**To do**:
All lines from the one with "Each instance of the dark background" through the end of the records below are to be given again exactly, and nothing else.

**Information**:
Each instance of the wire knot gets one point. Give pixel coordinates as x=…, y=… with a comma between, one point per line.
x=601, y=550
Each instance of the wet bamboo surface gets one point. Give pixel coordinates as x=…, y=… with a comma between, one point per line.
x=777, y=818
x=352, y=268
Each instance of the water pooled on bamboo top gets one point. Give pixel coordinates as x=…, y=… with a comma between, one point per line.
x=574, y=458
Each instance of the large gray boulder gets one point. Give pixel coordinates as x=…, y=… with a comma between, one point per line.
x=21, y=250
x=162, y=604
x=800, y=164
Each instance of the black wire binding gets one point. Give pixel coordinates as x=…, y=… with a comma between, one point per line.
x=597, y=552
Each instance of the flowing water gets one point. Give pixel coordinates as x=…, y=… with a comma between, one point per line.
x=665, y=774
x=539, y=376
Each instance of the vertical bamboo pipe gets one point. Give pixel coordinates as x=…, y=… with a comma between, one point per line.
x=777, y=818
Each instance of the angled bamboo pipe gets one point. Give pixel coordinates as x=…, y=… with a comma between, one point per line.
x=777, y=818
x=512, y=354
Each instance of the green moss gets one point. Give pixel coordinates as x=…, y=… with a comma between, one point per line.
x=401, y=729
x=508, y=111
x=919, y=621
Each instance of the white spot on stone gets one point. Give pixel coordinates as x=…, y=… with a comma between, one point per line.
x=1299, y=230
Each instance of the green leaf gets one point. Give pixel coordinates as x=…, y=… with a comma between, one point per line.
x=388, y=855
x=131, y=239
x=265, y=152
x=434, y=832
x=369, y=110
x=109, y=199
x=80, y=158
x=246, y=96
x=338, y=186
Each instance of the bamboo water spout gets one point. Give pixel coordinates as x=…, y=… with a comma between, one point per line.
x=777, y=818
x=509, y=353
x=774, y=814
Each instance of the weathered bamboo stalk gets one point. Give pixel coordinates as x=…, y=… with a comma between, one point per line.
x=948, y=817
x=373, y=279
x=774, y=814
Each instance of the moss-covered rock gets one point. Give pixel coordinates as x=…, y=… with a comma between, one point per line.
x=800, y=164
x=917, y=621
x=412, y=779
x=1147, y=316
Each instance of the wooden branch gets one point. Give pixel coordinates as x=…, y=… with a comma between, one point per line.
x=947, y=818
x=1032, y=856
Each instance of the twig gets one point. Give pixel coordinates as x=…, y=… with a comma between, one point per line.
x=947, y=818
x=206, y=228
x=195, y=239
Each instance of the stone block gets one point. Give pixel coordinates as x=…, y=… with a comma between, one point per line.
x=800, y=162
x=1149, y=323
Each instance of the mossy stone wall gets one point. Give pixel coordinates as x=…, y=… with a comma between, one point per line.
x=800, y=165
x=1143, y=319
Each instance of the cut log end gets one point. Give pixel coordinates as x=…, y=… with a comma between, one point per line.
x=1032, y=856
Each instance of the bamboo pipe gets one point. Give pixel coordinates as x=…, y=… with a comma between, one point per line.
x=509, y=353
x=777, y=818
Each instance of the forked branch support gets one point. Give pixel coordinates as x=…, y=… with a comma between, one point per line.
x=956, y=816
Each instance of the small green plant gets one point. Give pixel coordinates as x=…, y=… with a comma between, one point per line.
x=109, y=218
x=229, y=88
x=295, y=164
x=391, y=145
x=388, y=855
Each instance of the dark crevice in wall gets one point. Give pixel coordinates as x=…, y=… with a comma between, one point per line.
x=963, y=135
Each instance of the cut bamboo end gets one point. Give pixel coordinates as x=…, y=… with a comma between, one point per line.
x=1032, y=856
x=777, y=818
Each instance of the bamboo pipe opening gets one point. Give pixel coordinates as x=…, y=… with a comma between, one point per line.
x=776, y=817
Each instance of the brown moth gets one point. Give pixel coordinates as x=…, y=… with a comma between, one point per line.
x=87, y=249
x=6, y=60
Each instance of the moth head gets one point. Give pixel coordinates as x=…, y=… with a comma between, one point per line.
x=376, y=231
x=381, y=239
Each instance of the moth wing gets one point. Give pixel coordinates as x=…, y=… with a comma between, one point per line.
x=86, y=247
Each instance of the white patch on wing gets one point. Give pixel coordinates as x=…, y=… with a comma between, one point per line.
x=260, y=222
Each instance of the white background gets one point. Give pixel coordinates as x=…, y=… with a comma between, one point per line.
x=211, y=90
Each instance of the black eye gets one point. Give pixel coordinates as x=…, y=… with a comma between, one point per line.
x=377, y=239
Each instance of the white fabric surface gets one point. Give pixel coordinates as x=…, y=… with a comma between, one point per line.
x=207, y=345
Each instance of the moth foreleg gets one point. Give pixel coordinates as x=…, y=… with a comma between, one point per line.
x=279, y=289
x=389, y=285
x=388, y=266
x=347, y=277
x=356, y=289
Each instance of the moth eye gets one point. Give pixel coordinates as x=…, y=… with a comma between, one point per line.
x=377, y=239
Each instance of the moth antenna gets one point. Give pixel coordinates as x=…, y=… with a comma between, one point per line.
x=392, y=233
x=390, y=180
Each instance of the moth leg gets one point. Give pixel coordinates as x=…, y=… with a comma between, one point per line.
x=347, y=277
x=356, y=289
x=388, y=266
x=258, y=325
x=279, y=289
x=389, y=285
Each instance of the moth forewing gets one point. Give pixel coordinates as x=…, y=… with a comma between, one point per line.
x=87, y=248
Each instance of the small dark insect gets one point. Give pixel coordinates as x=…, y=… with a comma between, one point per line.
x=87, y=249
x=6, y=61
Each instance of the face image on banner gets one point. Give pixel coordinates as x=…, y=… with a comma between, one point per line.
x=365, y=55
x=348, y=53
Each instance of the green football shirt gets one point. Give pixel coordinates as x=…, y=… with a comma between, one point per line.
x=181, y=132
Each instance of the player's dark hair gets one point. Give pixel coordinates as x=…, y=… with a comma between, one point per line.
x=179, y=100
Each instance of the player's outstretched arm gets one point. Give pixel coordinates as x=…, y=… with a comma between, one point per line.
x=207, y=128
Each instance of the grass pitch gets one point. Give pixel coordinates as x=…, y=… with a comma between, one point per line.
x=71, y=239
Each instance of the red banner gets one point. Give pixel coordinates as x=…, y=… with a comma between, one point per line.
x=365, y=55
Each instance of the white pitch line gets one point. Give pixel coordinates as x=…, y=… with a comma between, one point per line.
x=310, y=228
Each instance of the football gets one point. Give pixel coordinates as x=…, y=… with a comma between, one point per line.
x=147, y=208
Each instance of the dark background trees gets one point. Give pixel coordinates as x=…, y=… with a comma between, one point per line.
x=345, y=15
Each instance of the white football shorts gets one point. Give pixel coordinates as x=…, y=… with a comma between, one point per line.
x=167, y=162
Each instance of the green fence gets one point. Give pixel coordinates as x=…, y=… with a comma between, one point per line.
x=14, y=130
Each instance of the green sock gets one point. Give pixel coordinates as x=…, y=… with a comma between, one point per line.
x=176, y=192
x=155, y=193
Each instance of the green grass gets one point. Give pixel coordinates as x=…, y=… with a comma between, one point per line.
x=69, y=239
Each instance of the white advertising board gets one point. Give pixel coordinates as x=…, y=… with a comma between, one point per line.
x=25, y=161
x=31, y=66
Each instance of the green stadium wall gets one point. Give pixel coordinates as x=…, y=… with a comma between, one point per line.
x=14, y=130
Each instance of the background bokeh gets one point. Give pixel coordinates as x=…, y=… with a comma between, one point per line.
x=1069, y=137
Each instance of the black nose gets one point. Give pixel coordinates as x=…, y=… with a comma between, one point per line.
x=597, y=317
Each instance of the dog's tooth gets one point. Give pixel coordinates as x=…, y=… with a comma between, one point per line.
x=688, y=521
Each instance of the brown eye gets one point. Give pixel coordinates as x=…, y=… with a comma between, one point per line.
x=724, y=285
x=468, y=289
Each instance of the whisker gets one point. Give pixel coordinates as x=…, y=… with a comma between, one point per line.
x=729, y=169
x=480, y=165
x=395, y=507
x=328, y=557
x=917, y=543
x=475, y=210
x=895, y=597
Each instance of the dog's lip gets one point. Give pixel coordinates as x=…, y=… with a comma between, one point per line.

**Solution**:
Each instance of the dark background trees gets one point. Give pixel coordinates as x=…, y=… with a comma between, one point per line.
x=345, y=15
Each instance of the white football shorts gets one point. Give pixel coordinates as x=…, y=… with a comma between, one point per line.
x=167, y=162
Each instance of the green fence gets one point. Give pixel coordinates as x=…, y=… with a comma between, one point per line.
x=14, y=130
Each instance of the green sock gets one point. Give pixel coordinates as x=…, y=… with a comma between, one point per line.
x=176, y=192
x=155, y=193
Each instance of the green grass gets one point. Give pixel coordinates as x=…, y=… with a comma between, one point per line.
x=69, y=239
Each instance of the white advertising board gets one point. Give pixel coordinates as x=…, y=… with a comma between, one point per line.
x=25, y=161
x=31, y=66
Each instance of the green stadium wall gets one point. Give pixel coordinates as x=…, y=… with a comma between, one point per line.
x=14, y=130
Each instance of the background bokeh gets one point. Give pixel coordinates as x=…, y=… with a comma between, one point per line.
x=1069, y=137
Each instance of the black nose gets one point. Give pixel coordinates as x=…, y=… with a comma between, one point per line.
x=597, y=317
Each instance of the dog's tooth gets one point. Give pixel coordinates as x=…, y=… with a comma between, one point per line.
x=688, y=521
Each instance of the brown eye gets one point. Give pixel coordinates as x=…, y=… with a comma between, one point per line.
x=724, y=285
x=468, y=289
Each instance of the whisker gets one point. Give pixel coordinates as x=…, y=… with a comma between, one point per line.
x=729, y=169
x=480, y=165
x=395, y=507
x=328, y=557
x=917, y=543
x=475, y=210
x=895, y=597
Each instance of the dog's lip gets one point. Give pixel coordinates as x=…, y=… with a comma between, one point per line.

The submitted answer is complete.